# [THE PROBLEM]
List every line in the records below that contains the string "window", treating uppercase and lowercase letters as different.
****************************************
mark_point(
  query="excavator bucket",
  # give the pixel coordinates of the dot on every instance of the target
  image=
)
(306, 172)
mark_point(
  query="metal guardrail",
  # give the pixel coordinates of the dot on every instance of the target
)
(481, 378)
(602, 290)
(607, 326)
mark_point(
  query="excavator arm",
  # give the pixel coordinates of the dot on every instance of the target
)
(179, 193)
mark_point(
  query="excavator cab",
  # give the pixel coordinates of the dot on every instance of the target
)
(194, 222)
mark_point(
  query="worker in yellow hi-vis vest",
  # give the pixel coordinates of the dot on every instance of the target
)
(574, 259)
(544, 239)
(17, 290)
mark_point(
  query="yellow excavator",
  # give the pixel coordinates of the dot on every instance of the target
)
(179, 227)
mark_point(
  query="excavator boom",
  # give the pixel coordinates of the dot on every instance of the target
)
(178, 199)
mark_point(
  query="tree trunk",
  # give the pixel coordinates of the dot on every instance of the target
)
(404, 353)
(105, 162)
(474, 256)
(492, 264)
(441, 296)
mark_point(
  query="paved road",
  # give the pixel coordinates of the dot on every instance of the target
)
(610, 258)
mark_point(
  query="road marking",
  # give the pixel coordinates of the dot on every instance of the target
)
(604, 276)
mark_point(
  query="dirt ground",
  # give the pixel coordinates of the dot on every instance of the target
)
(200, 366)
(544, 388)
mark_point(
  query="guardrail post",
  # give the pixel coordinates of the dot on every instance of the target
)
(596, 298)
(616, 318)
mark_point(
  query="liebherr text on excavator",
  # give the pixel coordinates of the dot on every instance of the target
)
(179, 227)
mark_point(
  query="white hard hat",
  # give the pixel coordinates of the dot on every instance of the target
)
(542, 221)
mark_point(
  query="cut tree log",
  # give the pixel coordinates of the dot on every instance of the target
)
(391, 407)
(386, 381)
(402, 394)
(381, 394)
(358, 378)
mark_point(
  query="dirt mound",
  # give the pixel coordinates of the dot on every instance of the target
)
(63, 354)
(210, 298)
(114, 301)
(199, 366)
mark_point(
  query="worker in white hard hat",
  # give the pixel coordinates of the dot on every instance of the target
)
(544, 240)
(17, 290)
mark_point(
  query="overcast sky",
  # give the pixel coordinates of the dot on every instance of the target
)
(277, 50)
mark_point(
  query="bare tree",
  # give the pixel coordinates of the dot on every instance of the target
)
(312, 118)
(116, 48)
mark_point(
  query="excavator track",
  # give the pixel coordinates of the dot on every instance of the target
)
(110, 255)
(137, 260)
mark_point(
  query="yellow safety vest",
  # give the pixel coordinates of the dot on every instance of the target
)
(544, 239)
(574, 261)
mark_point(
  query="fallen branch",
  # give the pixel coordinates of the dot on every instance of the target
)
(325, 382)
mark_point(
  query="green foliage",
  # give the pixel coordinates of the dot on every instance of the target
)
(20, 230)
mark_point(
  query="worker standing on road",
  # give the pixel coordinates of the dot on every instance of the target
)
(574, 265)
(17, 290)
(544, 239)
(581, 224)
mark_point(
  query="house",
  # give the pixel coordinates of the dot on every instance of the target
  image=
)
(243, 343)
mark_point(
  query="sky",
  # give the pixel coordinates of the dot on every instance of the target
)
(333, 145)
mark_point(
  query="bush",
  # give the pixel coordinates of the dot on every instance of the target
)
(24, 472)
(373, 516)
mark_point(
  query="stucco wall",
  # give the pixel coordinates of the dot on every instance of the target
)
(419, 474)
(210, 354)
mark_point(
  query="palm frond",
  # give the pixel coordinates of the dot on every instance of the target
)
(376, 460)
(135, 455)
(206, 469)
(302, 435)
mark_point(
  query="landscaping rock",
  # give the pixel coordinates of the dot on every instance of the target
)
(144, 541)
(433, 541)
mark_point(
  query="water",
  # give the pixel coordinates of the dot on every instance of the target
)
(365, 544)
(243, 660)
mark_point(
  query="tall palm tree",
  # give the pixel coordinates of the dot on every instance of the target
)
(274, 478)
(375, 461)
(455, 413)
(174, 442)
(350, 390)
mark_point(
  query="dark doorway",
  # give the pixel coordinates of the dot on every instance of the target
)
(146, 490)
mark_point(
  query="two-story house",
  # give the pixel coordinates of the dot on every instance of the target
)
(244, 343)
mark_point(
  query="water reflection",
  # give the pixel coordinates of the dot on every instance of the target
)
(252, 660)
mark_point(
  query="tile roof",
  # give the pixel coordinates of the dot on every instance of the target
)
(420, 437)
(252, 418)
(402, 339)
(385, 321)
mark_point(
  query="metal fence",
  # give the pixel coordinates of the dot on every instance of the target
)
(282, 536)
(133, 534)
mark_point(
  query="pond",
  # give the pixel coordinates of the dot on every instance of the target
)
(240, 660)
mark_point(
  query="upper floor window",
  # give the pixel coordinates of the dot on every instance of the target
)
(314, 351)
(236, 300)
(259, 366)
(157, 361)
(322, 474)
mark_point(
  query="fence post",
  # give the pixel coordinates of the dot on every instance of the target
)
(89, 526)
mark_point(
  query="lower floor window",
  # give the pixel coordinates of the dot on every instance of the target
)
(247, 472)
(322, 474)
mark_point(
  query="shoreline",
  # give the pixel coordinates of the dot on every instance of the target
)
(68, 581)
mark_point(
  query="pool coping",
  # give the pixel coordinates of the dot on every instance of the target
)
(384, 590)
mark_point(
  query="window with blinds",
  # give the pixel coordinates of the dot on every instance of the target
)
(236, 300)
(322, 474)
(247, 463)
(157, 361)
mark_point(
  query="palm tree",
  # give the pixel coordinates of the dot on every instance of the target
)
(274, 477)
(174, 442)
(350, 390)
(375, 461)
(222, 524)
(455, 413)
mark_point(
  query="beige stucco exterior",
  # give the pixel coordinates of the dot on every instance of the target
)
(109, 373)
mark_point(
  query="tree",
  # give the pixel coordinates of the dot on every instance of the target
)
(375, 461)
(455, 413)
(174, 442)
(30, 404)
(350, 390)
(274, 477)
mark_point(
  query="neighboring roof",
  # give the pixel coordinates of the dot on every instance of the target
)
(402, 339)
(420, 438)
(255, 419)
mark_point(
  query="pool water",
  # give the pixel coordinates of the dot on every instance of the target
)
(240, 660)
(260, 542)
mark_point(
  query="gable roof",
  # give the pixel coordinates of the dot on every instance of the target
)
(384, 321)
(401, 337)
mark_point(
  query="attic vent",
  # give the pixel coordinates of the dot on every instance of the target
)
****************************************
# [WRITTEN SOLUTION]
  query="upper floor window",
  query="lower floor window",
  query="window with blinds",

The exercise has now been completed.